■ **INSTRUCTIONS TO FOLLOW**
The answer is all of the data repeated exactly, with each picture omitted.
-*-
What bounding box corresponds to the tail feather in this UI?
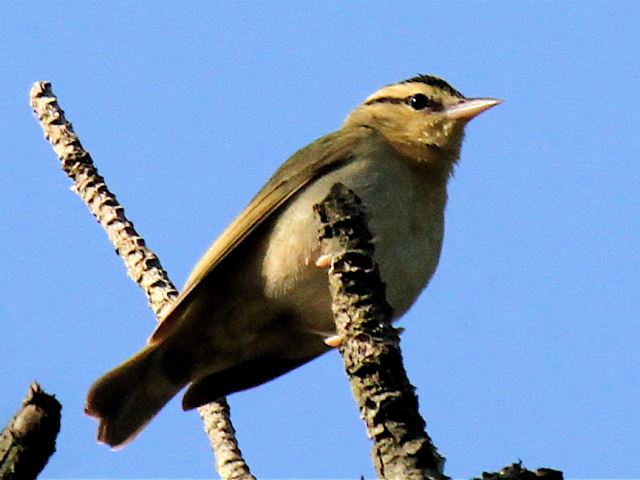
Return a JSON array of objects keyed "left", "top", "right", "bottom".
[
  {"left": 182, "top": 355, "right": 317, "bottom": 410},
  {"left": 85, "top": 344, "right": 185, "bottom": 448}
]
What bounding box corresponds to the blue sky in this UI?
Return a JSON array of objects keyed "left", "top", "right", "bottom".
[{"left": 2, "top": 2, "right": 639, "bottom": 478}]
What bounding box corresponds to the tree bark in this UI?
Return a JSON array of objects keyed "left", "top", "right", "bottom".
[
  {"left": 0, "top": 383, "right": 61, "bottom": 480},
  {"left": 315, "top": 183, "right": 446, "bottom": 480},
  {"left": 476, "top": 462, "right": 563, "bottom": 480}
]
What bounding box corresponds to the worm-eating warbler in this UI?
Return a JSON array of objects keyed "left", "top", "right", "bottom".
[{"left": 86, "top": 75, "right": 500, "bottom": 447}]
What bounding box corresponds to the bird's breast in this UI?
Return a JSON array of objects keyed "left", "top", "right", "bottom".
[{"left": 260, "top": 149, "right": 447, "bottom": 336}]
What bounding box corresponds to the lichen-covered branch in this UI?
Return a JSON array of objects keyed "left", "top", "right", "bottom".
[
  {"left": 29, "top": 81, "right": 254, "bottom": 480},
  {"left": 0, "top": 383, "right": 61, "bottom": 480},
  {"left": 314, "top": 183, "right": 446, "bottom": 480}
]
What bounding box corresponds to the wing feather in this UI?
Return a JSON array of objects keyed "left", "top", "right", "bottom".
[{"left": 148, "top": 126, "right": 371, "bottom": 344}]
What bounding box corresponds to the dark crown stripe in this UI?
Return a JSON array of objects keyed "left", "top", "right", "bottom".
[{"left": 402, "top": 74, "right": 465, "bottom": 98}]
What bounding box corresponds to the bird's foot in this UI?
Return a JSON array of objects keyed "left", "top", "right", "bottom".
[
  {"left": 314, "top": 254, "right": 332, "bottom": 268},
  {"left": 324, "top": 335, "right": 343, "bottom": 348}
]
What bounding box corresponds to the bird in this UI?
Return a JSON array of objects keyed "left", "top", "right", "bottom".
[{"left": 85, "top": 74, "right": 500, "bottom": 448}]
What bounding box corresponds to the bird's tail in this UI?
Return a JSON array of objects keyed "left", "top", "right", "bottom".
[{"left": 85, "top": 343, "right": 185, "bottom": 448}]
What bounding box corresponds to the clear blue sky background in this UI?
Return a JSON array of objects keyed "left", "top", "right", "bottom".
[{"left": 2, "top": 2, "right": 639, "bottom": 479}]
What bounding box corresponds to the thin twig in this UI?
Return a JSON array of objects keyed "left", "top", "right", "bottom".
[
  {"left": 29, "top": 81, "right": 255, "bottom": 480},
  {"left": 315, "top": 183, "right": 446, "bottom": 480}
]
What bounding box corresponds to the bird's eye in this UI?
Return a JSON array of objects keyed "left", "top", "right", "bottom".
[{"left": 408, "top": 94, "right": 434, "bottom": 111}]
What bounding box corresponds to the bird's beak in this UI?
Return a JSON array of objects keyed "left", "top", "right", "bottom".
[{"left": 445, "top": 98, "right": 502, "bottom": 121}]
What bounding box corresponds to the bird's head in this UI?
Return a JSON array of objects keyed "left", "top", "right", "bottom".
[{"left": 343, "top": 74, "right": 500, "bottom": 167}]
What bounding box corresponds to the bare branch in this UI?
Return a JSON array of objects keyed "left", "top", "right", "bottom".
[
  {"left": 199, "top": 400, "right": 253, "bottom": 480},
  {"left": 29, "top": 81, "right": 178, "bottom": 319},
  {"left": 0, "top": 383, "right": 61, "bottom": 480},
  {"left": 29, "top": 81, "right": 255, "bottom": 480},
  {"left": 476, "top": 462, "right": 563, "bottom": 480},
  {"left": 315, "top": 183, "right": 446, "bottom": 480}
]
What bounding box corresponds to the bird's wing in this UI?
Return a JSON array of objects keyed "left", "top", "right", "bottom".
[{"left": 148, "top": 126, "right": 372, "bottom": 344}]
-*-
■ **RESPONSE TO THIS TASK**
What bounding box corresponds to the tail feather in this UI?
Return a JSON array of objects keyed "left", "top", "right", "bottom".
[
  {"left": 182, "top": 355, "right": 317, "bottom": 410},
  {"left": 85, "top": 344, "right": 185, "bottom": 448}
]
What bounding box corresponds to the blue sky in this UI?
Return a JSON array of objects keyed "left", "top", "right", "bottom".
[{"left": 2, "top": 2, "right": 639, "bottom": 478}]
What bounding box corresponds to the tree bark in this UI?
Return a JSON array of objects keyed "left", "top", "right", "bottom".
[
  {"left": 0, "top": 383, "right": 61, "bottom": 480},
  {"left": 315, "top": 183, "right": 446, "bottom": 480},
  {"left": 476, "top": 462, "right": 563, "bottom": 480}
]
What bounding box corresponds to the worm-eating warbler in this UI?
Return a JSON array of objects keyed "left", "top", "right", "bottom".
[{"left": 86, "top": 75, "right": 500, "bottom": 447}]
What bounding box corresponds to the bird's breast in this UI?
Return a JSON array of objects keyed "left", "top", "right", "bottom".
[{"left": 260, "top": 149, "right": 447, "bottom": 336}]
What bounding box corresponds to the lichen-covered branch in this UI?
Return a JSON array of objects keyed "left", "top", "right", "bottom".
[
  {"left": 29, "top": 81, "right": 254, "bottom": 480},
  {"left": 0, "top": 383, "right": 61, "bottom": 480},
  {"left": 314, "top": 183, "right": 446, "bottom": 480}
]
What bounding box corresponds to the wing feather in this UI?
Return a JSON array of objects keyed "left", "top", "right", "bottom".
[{"left": 148, "top": 126, "right": 371, "bottom": 344}]
What bounding box corresponds to the dark crown stripe in this UI?
Return a JSON array of objects keyed "left", "top", "right", "bottom".
[{"left": 402, "top": 74, "right": 465, "bottom": 98}]
What bounding box corresponds to the bird's foot in this UI?
Return a JSON array of objects keyed "left", "top", "right", "bottom".
[
  {"left": 314, "top": 254, "right": 332, "bottom": 268},
  {"left": 324, "top": 335, "right": 343, "bottom": 348}
]
What bounding box corresponds to the bird in this UI?
Return a JSON array of objects keyed "left", "top", "right", "bottom".
[{"left": 85, "top": 74, "right": 500, "bottom": 448}]
What bounding box corresponds to the bird's tail in this UI?
Return a JSON array of objects keyed "left", "top", "right", "bottom".
[{"left": 85, "top": 343, "right": 185, "bottom": 448}]
What bounding box corresponds to the clear blue sky background in this UI?
Return a JSON array of objects keyed "left", "top", "right", "bottom".
[{"left": 2, "top": 2, "right": 639, "bottom": 479}]
What bounding box corresponds to the thin twig in this UI?
Return a JSON array of objects keyed "left", "top", "right", "bottom".
[
  {"left": 29, "top": 81, "right": 255, "bottom": 480},
  {"left": 315, "top": 183, "right": 446, "bottom": 480}
]
What bounding box corresponds to the bird's eye in this UI?
Return a JSON array of objects keyed "left", "top", "right", "bottom".
[{"left": 408, "top": 94, "right": 434, "bottom": 111}]
What bounding box corresponds to the bird's beak in this UI?
Return a JSON array of objects keyed "left", "top", "right", "bottom".
[{"left": 445, "top": 98, "right": 502, "bottom": 121}]
What bounding box corresponds to the bird's head in this UI?
Return a JSON array of objects keyed "left", "top", "right", "bottom".
[{"left": 343, "top": 74, "right": 500, "bottom": 167}]
What bounding box corresponds to the bare branch in this UI?
Return a JSON array of objects keyed "left", "top", "right", "bottom".
[
  {"left": 199, "top": 400, "right": 253, "bottom": 480},
  {"left": 29, "top": 81, "right": 178, "bottom": 319},
  {"left": 0, "top": 383, "right": 61, "bottom": 480},
  {"left": 29, "top": 81, "right": 255, "bottom": 480},
  {"left": 476, "top": 462, "right": 563, "bottom": 480},
  {"left": 315, "top": 183, "right": 446, "bottom": 480}
]
What bounding box corresponds to the bird's wing in this UI?
Return a JSON array of objects keyed "left", "top", "right", "bottom".
[{"left": 148, "top": 126, "right": 372, "bottom": 344}]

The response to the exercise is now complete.